START Given data

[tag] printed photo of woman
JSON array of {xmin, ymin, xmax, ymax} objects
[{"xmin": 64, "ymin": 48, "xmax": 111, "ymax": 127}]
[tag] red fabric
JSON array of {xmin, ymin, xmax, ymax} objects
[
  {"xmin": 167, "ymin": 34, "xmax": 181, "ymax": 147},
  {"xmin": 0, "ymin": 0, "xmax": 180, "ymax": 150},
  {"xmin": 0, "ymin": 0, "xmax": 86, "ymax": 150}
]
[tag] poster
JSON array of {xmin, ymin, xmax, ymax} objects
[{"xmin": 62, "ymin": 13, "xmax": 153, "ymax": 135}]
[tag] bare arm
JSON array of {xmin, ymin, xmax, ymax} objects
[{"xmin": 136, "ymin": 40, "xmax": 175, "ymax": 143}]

END Given data

Reproduce all of the material above, swapping "red fabric" for "crimson fabric" and leaving everything else as it is.

Response
[tag] printed photo of woman
JSON array of {xmin, ymin, xmax, ymax} objects
[{"xmin": 64, "ymin": 48, "xmax": 111, "ymax": 127}]
[tag] crimson fabric
JSON array of {xmin, ymin, xmax, ymax} objects
[
  {"xmin": 167, "ymin": 34, "xmax": 181, "ymax": 147},
  {"xmin": 0, "ymin": 0, "xmax": 180, "ymax": 150},
  {"xmin": 0, "ymin": 0, "xmax": 86, "ymax": 150}
]
[tag] poster
JSON array of {xmin, ymin, xmax, ymax} objects
[{"xmin": 62, "ymin": 13, "xmax": 153, "ymax": 135}]
[tag] bare arm
JSON array of {xmin, ymin, xmax, ymax} objects
[{"xmin": 136, "ymin": 40, "xmax": 175, "ymax": 143}]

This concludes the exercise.